Exercise goal:
Word for word, copy the data that follows and skip its pictures.

Dataset records:

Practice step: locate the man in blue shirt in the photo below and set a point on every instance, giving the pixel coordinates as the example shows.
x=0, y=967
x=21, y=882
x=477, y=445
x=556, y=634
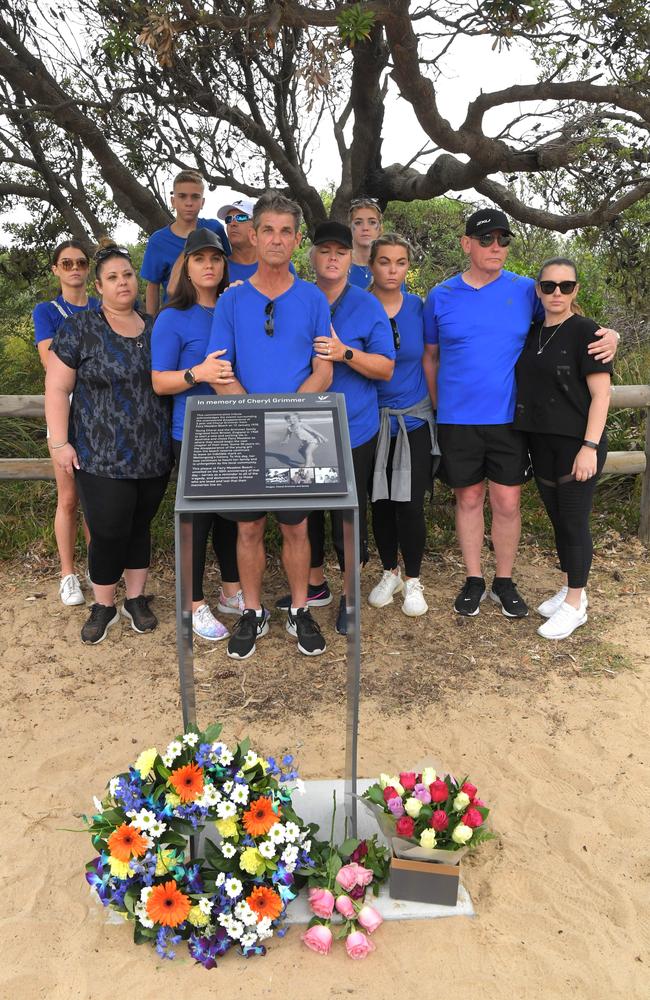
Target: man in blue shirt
x=267, y=326
x=165, y=246
x=475, y=329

Task result:
Practice step: locate the man in blue shirt in the photo below and set a point on every instance, giving the pixel coordinates as the example shows.
x=0, y=967
x=21, y=882
x=477, y=445
x=556, y=634
Target: man in blue shirt
x=267, y=326
x=165, y=246
x=475, y=329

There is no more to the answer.